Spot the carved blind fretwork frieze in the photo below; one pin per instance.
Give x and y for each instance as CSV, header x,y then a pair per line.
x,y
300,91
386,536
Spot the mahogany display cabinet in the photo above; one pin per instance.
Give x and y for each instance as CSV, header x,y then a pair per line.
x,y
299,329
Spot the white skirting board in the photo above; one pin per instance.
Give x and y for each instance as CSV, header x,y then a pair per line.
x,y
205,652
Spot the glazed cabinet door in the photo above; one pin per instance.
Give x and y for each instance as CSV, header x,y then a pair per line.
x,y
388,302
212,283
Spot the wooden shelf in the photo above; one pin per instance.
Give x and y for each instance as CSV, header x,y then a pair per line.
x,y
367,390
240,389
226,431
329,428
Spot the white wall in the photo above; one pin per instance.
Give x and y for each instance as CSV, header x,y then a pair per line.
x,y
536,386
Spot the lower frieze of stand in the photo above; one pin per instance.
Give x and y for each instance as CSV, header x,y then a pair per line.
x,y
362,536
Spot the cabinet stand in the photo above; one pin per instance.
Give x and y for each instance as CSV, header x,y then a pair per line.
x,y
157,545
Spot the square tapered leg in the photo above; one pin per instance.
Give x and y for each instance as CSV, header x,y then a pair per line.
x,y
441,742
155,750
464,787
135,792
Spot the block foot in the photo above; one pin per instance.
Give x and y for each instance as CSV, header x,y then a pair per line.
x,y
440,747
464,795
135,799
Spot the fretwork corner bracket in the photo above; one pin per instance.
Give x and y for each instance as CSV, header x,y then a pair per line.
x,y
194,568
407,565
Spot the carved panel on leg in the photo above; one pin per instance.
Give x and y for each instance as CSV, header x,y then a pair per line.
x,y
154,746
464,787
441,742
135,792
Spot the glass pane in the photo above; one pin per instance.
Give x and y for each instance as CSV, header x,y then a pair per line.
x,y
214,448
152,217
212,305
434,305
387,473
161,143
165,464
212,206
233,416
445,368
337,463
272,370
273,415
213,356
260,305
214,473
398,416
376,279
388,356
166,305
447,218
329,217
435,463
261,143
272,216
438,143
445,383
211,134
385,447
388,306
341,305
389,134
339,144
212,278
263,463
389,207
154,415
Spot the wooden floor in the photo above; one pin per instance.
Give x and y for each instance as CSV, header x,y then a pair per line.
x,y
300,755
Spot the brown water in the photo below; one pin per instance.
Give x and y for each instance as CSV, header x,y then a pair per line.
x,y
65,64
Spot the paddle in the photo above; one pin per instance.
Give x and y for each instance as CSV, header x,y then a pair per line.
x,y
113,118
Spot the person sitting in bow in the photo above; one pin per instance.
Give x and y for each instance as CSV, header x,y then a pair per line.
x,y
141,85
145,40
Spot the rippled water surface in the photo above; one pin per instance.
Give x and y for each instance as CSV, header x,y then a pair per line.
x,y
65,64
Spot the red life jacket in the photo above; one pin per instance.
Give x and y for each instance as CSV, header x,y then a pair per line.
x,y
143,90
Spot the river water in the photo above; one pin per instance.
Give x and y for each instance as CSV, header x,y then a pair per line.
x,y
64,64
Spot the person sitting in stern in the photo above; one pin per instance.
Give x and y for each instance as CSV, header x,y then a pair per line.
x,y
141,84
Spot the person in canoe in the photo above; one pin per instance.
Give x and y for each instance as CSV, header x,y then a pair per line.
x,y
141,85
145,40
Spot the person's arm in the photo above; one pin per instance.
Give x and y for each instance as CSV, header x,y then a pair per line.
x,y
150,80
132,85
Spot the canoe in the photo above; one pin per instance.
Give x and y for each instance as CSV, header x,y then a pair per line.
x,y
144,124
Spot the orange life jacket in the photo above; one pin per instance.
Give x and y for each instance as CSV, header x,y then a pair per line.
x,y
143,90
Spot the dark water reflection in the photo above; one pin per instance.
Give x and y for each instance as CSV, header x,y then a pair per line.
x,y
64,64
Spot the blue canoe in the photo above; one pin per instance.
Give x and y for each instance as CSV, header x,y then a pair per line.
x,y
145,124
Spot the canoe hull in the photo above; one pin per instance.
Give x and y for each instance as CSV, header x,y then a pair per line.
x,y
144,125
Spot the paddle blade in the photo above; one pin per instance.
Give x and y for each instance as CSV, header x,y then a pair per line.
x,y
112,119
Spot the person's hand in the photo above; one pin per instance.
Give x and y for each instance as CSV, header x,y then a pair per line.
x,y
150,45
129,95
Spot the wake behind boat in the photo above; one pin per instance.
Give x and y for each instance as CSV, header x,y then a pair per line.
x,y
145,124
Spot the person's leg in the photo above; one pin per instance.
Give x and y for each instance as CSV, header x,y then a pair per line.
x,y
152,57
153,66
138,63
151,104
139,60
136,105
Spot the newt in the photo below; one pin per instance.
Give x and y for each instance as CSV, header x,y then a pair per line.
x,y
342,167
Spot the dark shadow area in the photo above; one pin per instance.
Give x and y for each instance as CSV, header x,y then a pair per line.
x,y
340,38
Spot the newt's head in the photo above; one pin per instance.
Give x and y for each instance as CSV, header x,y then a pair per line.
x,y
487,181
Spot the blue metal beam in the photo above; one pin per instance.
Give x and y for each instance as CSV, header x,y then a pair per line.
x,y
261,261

----

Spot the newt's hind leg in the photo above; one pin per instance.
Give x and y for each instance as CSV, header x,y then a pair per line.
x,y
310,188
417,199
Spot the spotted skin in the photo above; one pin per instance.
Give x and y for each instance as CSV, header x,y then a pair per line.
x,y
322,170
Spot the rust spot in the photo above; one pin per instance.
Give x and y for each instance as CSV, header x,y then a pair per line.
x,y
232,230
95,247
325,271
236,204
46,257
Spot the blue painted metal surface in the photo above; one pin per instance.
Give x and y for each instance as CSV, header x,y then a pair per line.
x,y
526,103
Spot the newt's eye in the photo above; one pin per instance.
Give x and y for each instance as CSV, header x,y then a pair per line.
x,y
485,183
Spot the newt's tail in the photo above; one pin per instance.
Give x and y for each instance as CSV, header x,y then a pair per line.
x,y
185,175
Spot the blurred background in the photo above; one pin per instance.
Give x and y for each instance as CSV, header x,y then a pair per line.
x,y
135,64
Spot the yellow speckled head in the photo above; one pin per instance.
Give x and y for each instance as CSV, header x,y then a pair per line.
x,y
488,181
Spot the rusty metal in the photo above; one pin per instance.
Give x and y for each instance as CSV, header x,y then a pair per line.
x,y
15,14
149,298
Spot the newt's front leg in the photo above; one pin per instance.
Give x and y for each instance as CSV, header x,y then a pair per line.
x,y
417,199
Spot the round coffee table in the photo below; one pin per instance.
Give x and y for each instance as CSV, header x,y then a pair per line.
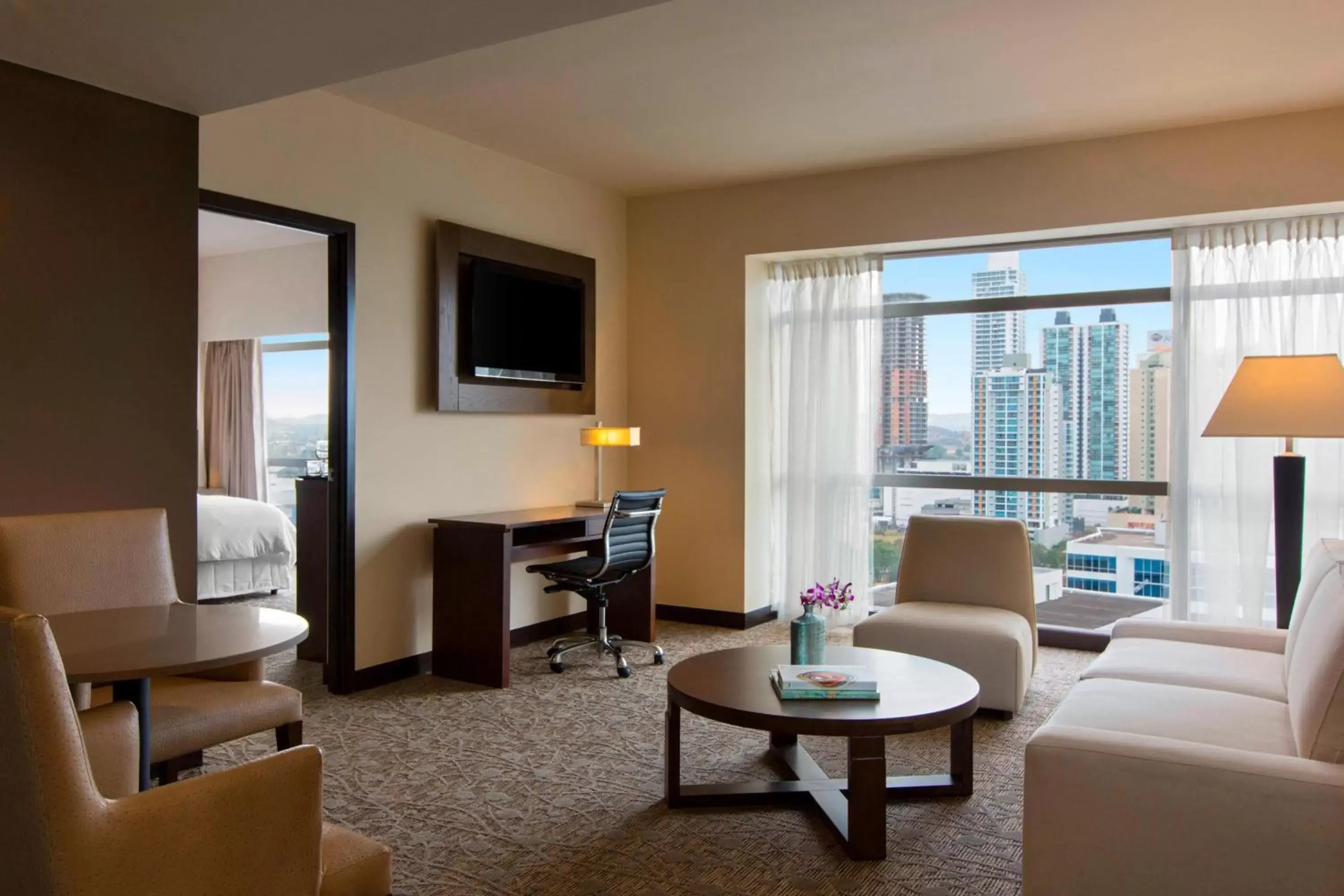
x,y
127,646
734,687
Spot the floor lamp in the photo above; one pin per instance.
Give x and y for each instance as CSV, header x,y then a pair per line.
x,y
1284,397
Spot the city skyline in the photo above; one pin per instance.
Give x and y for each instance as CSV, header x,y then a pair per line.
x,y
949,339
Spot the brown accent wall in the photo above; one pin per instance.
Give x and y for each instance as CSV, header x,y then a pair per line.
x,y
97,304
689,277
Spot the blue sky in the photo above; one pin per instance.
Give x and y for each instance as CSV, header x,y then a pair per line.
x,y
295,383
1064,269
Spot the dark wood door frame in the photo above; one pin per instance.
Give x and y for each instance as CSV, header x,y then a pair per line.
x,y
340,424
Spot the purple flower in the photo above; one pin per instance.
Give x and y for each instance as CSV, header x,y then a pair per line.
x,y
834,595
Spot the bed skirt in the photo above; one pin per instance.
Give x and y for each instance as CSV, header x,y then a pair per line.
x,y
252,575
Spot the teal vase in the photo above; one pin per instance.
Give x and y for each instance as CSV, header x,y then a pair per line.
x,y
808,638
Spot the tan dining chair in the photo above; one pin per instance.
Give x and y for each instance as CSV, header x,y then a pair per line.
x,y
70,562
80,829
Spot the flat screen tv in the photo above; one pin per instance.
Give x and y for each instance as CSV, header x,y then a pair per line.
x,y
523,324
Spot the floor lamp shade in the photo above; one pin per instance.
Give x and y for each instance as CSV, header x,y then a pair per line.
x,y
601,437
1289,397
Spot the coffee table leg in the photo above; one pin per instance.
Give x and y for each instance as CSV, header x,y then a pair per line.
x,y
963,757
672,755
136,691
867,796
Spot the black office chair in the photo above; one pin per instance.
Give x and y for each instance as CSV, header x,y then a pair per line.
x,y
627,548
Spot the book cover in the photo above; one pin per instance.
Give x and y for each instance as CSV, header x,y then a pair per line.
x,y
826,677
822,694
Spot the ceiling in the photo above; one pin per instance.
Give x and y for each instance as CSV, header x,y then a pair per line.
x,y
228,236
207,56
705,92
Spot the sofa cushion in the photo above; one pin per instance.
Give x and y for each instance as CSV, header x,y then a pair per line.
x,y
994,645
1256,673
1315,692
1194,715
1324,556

----

Please locate each line in the records above that contains the string "metal", matching case exactly, and copy those lines out in full.

> _FINAL RESULT_
Spot the blue metal beam in the photo above; one pin per instance.
Spot the blue painted metal surface in the photo above; one pin per instance.
Spot the rusty metal in the photo above; one pin per instance.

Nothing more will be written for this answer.